Supplied text -

———

Railway work-site machine equipped with a mechanical unit for displacement of the track

Abstract

The rail displacement device, suspended from the chassis of the machine, is composed of a support (8) for lifting hooks (17) for the rails, which support is articulated in an all-azimuth articulation in a joint (11), and of a support (13) with roller wheels (18) for the shifting of the rails, which support is articulated to the hook support.The two lifting hooks (17) are mounted in transversely adjustable position on a girder (9) of the hook support, which girder is connected to the chassis of the machine by two lifting jacks (20).The two shifting roller wheels (18) are mounted in fixed positions on a girder (14) of the roller wheel support which girder is connected to the chassis of the machine by two shifting jacks (21).These two girders are connected by two spacing-adjustment jacks (22).This device is suitable for tamping-leveling-straightening machines, for the open track and switch gear.

Description

The object of the present invention is a railway work-site machine equipped with a mechanical unit for displacement of the track, articulated in all azimuths and connected to its chassis by lifting shifting and longitudinal-displacement jacks and comprising for its guidance on the track and the grasping of the rails a shifting roller wheel with inner flange and an outer lifting hook which are mounted in opposition on opposite sides of each of the two lines of rails as well as means for adjusting the vertical and transverse position of the path of each hook with respect to the roller wheel which is associated with it.

There are already known tamping-leveling-shifting machines equipped with displacement devices of this type for leveling and straightening the track as they advance, both on the open track and in regions occupied by track gear such as switches and crossings.

In regions occupied by track gear, the three-dimensional mobility of the hooks with respect to the wheels which are associated with them always makes it possible to obtain a hold when the access to the outer contour of one or both lines of rails of the track followed by the two roller wheels is made impossible by the presence of an obstacle such as, for instance, a switch or a frog. It is possible, in fact, upon arriving at the obstacle to clear the hook by raising it above the rail, moving it away sufficiently to move over the obstacle and then lowering it again in order to assume the best grasp for said obstacle at whatever level it may be. It is also possible, within the limits of the transverse stroke of the hook, to go to grasp the outer rail of the converging track on a switch in order to increase the width of the grasp of the track gear in order to facilitate its displacement.

———

(A run of records)
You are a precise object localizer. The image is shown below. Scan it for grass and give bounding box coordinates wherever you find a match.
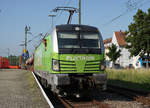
[106,69,150,91]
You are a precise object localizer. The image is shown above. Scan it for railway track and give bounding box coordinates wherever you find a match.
[59,97,110,108]
[33,70,150,108]
[108,85,150,107]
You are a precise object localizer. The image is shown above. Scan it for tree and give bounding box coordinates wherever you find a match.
[106,44,121,67]
[126,9,150,67]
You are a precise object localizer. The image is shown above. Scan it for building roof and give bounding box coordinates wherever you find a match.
[114,31,126,46]
[104,38,112,44]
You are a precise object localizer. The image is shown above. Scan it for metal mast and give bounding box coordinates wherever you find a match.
[53,7,78,24]
[24,26,30,51]
[48,14,56,29]
[79,0,81,24]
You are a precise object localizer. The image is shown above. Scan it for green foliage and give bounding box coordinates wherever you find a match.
[106,69,150,91]
[106,44,121,63]
[126,9,150,56]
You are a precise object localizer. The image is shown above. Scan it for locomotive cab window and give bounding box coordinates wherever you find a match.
[58,31,101,53]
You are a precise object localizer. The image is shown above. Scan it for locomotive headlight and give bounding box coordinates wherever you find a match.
[52,60,59,71]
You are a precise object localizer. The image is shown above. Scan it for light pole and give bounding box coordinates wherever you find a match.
[24,26,30,51]
[79,0,81,24]
[48,14,56,29]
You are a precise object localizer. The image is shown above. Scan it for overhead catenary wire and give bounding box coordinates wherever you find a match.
[51,0,72,25]
[103,0,150,27]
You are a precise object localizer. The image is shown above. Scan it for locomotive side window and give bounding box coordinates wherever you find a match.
[58,32,100,49]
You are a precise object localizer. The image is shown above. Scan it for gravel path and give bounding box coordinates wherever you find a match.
[0,70,49,108]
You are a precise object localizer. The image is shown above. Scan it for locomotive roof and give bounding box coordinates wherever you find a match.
[56,24,98,32]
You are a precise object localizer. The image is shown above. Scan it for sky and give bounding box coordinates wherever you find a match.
[0,0,150,56]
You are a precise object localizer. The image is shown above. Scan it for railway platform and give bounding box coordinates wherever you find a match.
[0,69,49,108]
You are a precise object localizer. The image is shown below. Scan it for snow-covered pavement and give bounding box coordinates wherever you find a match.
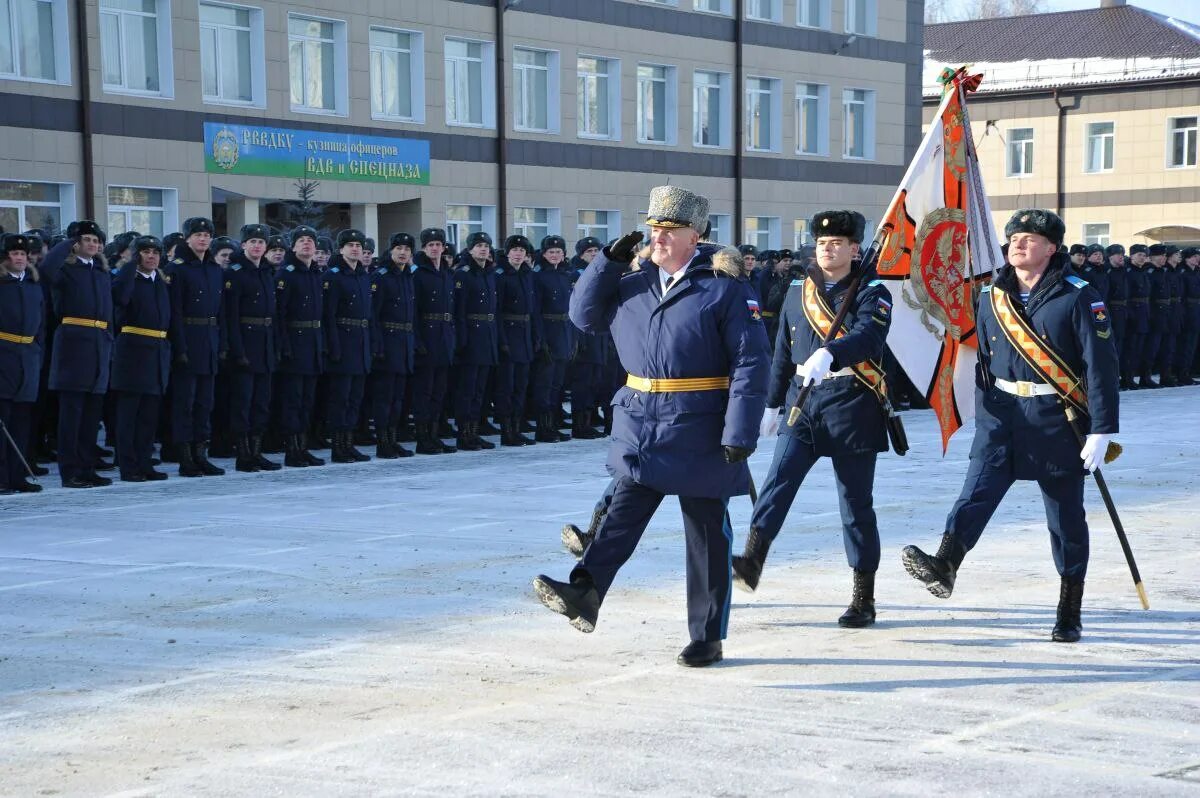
[0,388,1200,796]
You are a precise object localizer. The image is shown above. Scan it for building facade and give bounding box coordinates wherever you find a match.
[0,0,923,247]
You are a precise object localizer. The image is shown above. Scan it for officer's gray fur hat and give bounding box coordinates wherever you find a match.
[646,186,708,233]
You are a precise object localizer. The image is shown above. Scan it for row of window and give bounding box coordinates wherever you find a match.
[1004,116,1200,178]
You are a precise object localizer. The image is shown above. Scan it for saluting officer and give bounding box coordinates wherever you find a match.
[733,210,892,628]
[0,233,46,496]
[113,235,170,482]
[534,186,768,667]
[275,224,325,468]
[904,209,1120,642]
[224,224,282,472]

———

What you have to do -
Quote the text on the railway work-site machine from "There are already" up to and including "switches and crossings.". The items above are separate from the text on the railway work-site machine.

Solution to this task -
There are already known tamping-leveling-shifting machines equipped with displacement devices of this type for leveling and straightening the track as they advance, both on the open track and in regions occupied by track gear such as switches and crossings.